##### Passage to read #####

When an audience at a conference has no input they can lose interest, so it’s a good idea to involve them. To do this, you could use audience participation when demonstrating a product, ask the audience questions throughout a session, or include a Q&A at the end. You could ask the audience to discuss a key point with the person sitting next to them, or you could hold a breakout session. For instance, the audience is split into groups to discuss different sales techniques, before reporting back with their ideas.

You should also aim to get into the heads of your audience. Think about their background, the key age groups, and their interests. Also, consider current news that’s relevant to your conference, which attendees will probably find interesting. If you can make this link to your opening session it can be a good way to start your conference.

Use different mediums

People take in information in different ways – some are visual learners, while some are listeners, and others prefer interaction. People also tend to pay more attention when using more of their senses, like sight, sound, and touch. You should bear this in mind when hosting your sales team meeting or conference.

#####

- What you are asked to do -
Please extend the advice above on keeping a conference audience engaged, starting right after its final sentence.

##### Provided records #####

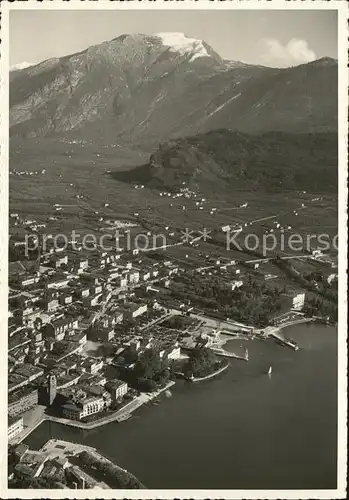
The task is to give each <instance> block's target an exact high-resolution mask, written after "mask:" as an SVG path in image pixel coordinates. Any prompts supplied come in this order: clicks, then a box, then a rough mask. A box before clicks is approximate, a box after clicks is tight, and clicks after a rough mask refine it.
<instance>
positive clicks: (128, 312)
mask: <svg viewBox="0 0 349 500" xmlns="http://www.w3.org/2000/svg"><path fill="white" fill-rule="evenodd" d="M147 309H148V306H147V304H142V305H140V304H134V303H132V302H131V303H129V304H125V306H124V310H123V318H124V321H131V320H132V319H134V318H137V316H140V315H141V314H144V313H146V312H147Z"/></svg>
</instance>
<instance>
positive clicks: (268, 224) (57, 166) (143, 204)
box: [10, 140, 337, 264]
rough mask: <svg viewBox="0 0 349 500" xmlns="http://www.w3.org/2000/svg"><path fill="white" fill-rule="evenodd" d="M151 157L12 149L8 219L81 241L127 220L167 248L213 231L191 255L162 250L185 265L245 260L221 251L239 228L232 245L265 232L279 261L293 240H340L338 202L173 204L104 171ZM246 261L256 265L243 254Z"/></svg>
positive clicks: (271, 199) (320, 200) (114, 148)
mask: <svg viewBox="0 0 349 500" xmlns="http://www.w3.org/2000/svg"><path fill="white" fill-rule="evenodd" d="M148 154H149V152H139V151H137V150H132V149H128V148H126V147H123V148H121V147H116V146H108V147H107V146H103V145H100V146H99V147H97V146H95V145H93V144H81V143H79V144H71V143H69V144H68V143H64V142H60V141H57V140H56V141H52V140H44V141H43V140H41V141H38V140H32V141H26V143H25V144H19V143H13V144H12V145H11V159H10V173H11V175H10V213H18V214H19V215H20V216H21V217H22V218H25V219H34V220H36V222H38V223H40V222H41V223H46V224H47V228H46V232H51V233H64V234H66V235H67V236H69V234H70V232H71V231H72V230H75V232H76V233H78V234H80V235H83V234H86V233H93V234H94V235H95V236H96V237H98V236H101V235H102V234H105V233H106V232H108V231H109V227H110V226H109V225H108V224H106V222H105V221H106V220H116V219H118V220H127V221H131V222H133V223H135V224H136V225H137V228H135V229H133V230H132V233H133V234H136V233H140V232H141V233H144V232H145V231H147V232H151V233H152V234H157V233H161V234H163V235H164V236H165V237H166V241H167V243H170V244H173V243H175V242H178V241H180V240H181V238H182V237H183V234H182V231H185V229H186V228H187V229H188V230H189V231H193V233H191V234H192V236H193V237H200V231H203V230H204V228H206V229H207V231H211V232H210V233H209V237H208V239H207V241H206V242H204V241H203V237H201V240H200V241H198V242H197V243H196V245H195V246H194V245H193V247H188V245H185V246H183V247H181V246H177V247H171V248H168V249H167V251H168V254H169V256H171V257H173V258H177V259H179V260H186V259H187V262H188V264H189V262H198V263H199V262H201V261H202V255H201V256H200V255H199V254H208V253H209V254H210V255H211V256H217V257H218V256H225V257H227V258H231V259H234V258H239V259H241V258H242V254H241V252H238V251H236V249H235V248H231V249H230V250H227V249H226V248H224V247H225V246H226V245H224V241H225V239H226V238H225V237H224V235H223V233H222V231H221V228H222V226H226V225H230V226H232V227H233V226H234V227H235V228H237V227H240V229H241V232H240V233H239V236H238V237H237V238H236V241H239V242H241V241H245V239H246V236H247V235H248V234H250V233H253V234H254V235H255V236H256V237H258V238H259V240H260V241H262V239H263V236H264V237H266V234H267V232H269V235H270V234H271V233H273V235H275V237H276V238H277V241H278V242H279V240H280V239H281V234H283V235H284V240H285V245H284V246H285V247H284V248H283V249H281V253H283V254H284V255H287V254H292V251H290V249H289V248H288V244H287V241H288V237H289V236H290V235H291V234H292V233H299V234H300V235H303V238H305V236H306V235H320V234H328V236H329V238H331V239H332V238H333V237H334V236H335V235H336V234H337V199H336V197H335V196H331V195H323V194H321V193H317V194H316V193H311V194H310V193H305V192H296V193H295V192H286V193H276V194H272V195H271V194H268V193H263V192H261V193H255V192H253V193H249V192H233V193H231V194H230V193H226V192H224V193H223V194H221V195H218V194H217V193H207V192H206V193H200V192H199V191H198V192H197V193H195V196H191V197H190V198H185V197H181V198H176V197H174V196H173V195H168V194H165V193H161V192H160V191H158V190H151V189H148V188H143V189H136V187H135V186H132V185H130V184H124V183H121V182H118V181H116V180H114V179H113V178H112V177H111V176H110V175H109V173H108V172H109V171H113V170H118V169H120V170H122V169H127V168H131V167H132V166H135V165H137V164H140V163H142V162H144V161H146V159H147V158H148ZM16 172H17V173H18V172H22V173H21V175H18V174H17V173H16ZM35 172H36V173H35ZM161 194H162V195H161ZM201 200H204V201H201ZM55 205H59V207H57V206H55ZM57 208H59V210H57ZM49 218H51V219H52V218H55V219H56V220H49ZM101 219H103V221H101ZM10 226H11V232H18V231H19V228H18V227H13V226H12V225H10ZM201 236H202V235H201ZM210 237H214V239H217V238H218V239H220V241H221V243H222V245H218V246H217V245H216V243H215V242H214V244H213V243H212V241H211V240H210ZM270 238H271V236H270ZM159 241H161V240H159ZM251 245H253V241H252V242H251ZM314 246H316V245H314ZM300 253H304V252H302V251H300ZM187 255H188V257H187ZM245 258H246V259H251V258H253V257H251V255H247V254H246V255H245Z"/></svg>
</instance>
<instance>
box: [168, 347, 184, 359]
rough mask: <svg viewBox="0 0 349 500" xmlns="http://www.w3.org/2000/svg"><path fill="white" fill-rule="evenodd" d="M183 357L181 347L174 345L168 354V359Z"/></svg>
mask: <svg viewBox="0 0 349 500" xmlns="http://www.w3.org/2000/svg"><path fill="white" fill-rule="evenodd" d="M180 357H181V348H180V347H179V346H174V347H173V348H172V349H171V350H170V351H169V352H168V354H167V359H179V358H180Z"/></svg>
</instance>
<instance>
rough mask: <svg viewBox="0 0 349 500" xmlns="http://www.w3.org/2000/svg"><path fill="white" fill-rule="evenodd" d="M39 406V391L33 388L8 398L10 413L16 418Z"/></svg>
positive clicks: (26, 389)
mask: <svg viewBox="0 0 349 500" xmlns="http://www.w3.org/2000/svg"><path fill="white" fill-rule="evenodd" d="M37 404H38V390H37V389H33V387H24V388H22V389H19V390H18V391H16V392H13V393H11V394H9V396H8V413H9V415H10V416H11V417H16V416H17V415H20V414H21V413H24V412H25V411H27V410H30V409H31V408H33V407H34V406H36V405H37Z"/></svg>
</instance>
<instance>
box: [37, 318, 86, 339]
mask: <svg viewBox="0 0 349 500" xmlns="http://www.w3.org/2000/svg"><path fill="white" fill-rule="evenodd" d="M78 325H79V321H78V319H75V318H69V317H67V318H60V319H56V320H55V321H52V323H47V324H46V325H45V326H44V327H43V328H42V331H43V332H44V335H45V338H48V337H50V338H54V339H55V340H58V341H60V340H63V338H64V336H65V333H66V332H67V331H68V330H73V329H74V328H77V327H78Z"/></svg>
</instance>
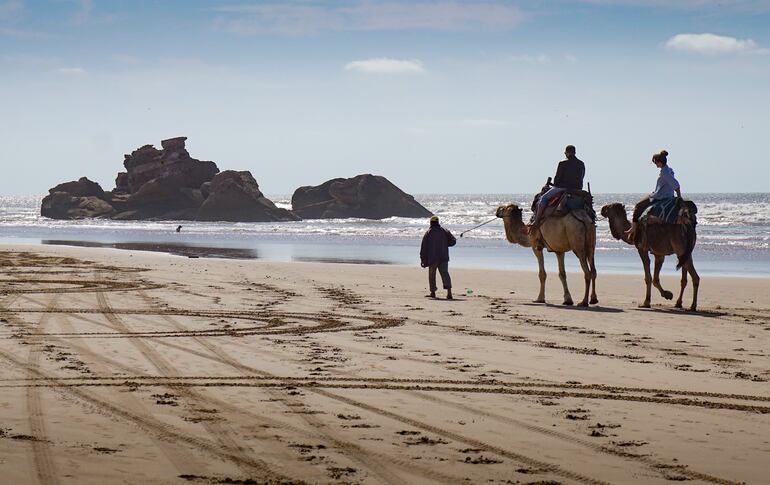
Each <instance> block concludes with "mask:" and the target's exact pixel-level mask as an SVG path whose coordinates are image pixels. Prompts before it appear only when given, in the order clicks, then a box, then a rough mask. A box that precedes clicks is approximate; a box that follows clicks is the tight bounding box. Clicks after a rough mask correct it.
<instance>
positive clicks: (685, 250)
mask: <svg viewBox="0 0 770 485" xmlns="http://www.w3.org/2000/svg"><path fill="white" fill-rule="evenodd" d="M682 232H683V235H684V240H685V248H686V250H685V252H684V254H681V255H677V258H678V259H679V261H678V262H677V264H676V269H681V268H682V266H684V265H685V264H687V263H689V262H690V260H691V259H692V251H693V249H695V224H684V225H683V227H682Z"/></svg>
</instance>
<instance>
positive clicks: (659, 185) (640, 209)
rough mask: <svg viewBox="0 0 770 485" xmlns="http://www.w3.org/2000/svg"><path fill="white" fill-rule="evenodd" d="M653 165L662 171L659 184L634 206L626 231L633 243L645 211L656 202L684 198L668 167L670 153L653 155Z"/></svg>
mask: <svg viewBox="0 0 770 485" xmlns="http://www.w3.org/2000/svg"><path fill="white" fill-rule="evenodd" d="M652 163H654V164H655V166H656V167H658V168H659V169H660V174H659V175H658V182H657V183H656V184H655V191H654V192H652V193H651V194H649V195H647V196H645V197H644V198H643V199H642V200H640V201H639V202H637V203H636V206H634V214H633V216H631V227H630V228H629V229H628V231H626V235H627V236H628V239H629V240H630V241H633V240H634V236H636V229H637V226H638V224H639V217H641V215H642V213H643V212H644V211H645V209H647V208H648V207H649V206H651V205H652V204H653V203H654V202H655V201H659V200H662V199H669V198H672V197H674V195H676V196H677V197H679V198H680V199H681V198H682V191H681V188H680V186H679V181H678V180H677V179H676V177H674V171H673V170H672V169H671V167H669V166H668V152H667V151H666V150H661V151H660V153H656V154H655V155H653V156H652Z"/></svg>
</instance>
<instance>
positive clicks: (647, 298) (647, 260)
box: [639, 249, 652, 308]
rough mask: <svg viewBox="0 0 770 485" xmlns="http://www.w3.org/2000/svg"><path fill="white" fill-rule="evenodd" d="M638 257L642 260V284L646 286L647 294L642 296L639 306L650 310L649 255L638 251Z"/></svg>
mask: <svg viewBox="0 0 770 485" xmlns="http://www.w3.org/2000/svg"><path fill="white" fill-rule="evenodd" d="M639 257H640V258H642V267H643V268H644V284H645V285H646V286H647V292H646V293H645V295H644V302H643V303H642V304H641V305H639V306H640V307H641V308H650V290H651V285H652V275H651V274H650V255H649V254H647V251H644V250H641V249H640V250H639Z"/></svg>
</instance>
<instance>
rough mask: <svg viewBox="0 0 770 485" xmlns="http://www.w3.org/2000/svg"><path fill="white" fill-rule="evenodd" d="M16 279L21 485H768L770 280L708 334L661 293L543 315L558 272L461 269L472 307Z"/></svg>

#####

- Response -
For instance, when demonstrating a new product, you could include a short video. You could also include an audio segment of quotes taken from the product’s market research, such as about problems it will fix. It’s worth noting using audio or video can be a good way to open a sales conference and get everyone’s attention right from the start. You could also pass around a prototype of the product, so the audience get a real feel of what they’re selling.

Change format, technique and delivery

From the change of location in a TV drama to a bridge in a song, change, such as of format, technique and style, can be used to hold people’s interest. You can change things to hold your audience’s attention in your sales team conference. When presenting details about a new service, you could change the visual medium you use, from product slides to a flip chart to bullet points and back to slides.

You could also change presenters, so one talks about the product’s production process and another about its target market.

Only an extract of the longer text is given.